§ **WHAT YOU HAVE TO DO**: What do the lines say from the one containing "Target: gray background wall" to the end of the records? Restate them word for word, and only those.

━━━━━━

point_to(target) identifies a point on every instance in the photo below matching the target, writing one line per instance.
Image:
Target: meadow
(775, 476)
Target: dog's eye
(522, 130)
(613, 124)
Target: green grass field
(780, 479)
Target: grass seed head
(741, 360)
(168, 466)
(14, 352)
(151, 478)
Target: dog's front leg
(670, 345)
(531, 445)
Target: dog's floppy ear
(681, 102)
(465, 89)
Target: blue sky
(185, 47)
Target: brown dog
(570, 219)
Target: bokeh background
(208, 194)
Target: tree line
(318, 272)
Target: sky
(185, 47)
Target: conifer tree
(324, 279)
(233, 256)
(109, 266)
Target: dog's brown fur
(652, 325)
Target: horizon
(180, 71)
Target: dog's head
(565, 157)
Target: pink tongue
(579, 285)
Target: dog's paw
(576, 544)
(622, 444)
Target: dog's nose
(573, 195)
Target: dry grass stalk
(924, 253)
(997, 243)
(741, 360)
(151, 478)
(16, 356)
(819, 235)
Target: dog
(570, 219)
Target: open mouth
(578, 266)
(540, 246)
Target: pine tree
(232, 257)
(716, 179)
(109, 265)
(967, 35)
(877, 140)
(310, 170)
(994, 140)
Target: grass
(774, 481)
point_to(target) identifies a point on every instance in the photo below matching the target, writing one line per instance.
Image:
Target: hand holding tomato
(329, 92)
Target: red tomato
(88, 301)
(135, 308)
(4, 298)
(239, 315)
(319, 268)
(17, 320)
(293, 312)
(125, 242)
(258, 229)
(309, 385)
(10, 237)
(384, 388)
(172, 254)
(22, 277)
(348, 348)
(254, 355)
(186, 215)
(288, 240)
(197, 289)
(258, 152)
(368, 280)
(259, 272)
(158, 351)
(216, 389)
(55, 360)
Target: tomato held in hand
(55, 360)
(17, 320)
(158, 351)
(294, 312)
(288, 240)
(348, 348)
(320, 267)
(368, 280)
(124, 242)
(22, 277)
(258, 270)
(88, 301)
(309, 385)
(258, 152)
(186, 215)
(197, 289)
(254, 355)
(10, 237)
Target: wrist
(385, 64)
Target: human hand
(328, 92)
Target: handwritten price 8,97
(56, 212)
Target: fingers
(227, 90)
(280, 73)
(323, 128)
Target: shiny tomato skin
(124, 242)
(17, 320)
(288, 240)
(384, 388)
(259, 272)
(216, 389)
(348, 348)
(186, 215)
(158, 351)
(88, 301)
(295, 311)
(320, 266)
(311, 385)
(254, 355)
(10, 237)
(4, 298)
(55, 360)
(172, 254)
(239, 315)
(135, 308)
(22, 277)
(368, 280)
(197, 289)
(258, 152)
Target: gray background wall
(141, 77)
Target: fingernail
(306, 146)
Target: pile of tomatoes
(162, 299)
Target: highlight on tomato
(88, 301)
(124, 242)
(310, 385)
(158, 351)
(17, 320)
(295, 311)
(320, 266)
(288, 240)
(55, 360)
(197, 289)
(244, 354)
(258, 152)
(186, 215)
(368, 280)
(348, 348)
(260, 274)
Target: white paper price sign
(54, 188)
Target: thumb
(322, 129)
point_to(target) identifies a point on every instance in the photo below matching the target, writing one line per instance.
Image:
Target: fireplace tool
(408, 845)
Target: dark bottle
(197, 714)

━━━━━━

§ **RESPONSE TO THIS TASK**:
Target: gray background wall
(141, 77)
Target: fingernail
(306, 146)
Target: pile of tomatoes
(162, 299)
Target: highlight on tomato
(88, 301)
(124, 242)
(310, 385)
(158, 351)
(17, 320)
(295, 311)
(320, 266)
(288, 240)
(55, 360)
(197, 289)
(244, 354)
(258, 152)
(186, 215)
(368, 280)
(348, 348)
(260, 274)
Target: white paper price sign
(54, 188)
Target: thumb
(322, 129)
point_to(target) identifies a point on every instance in the photo below matching the target, writing one line per instance.
Image:
Target: fireplace tool
(408, 845)
Target: dark bottle
(197, 714)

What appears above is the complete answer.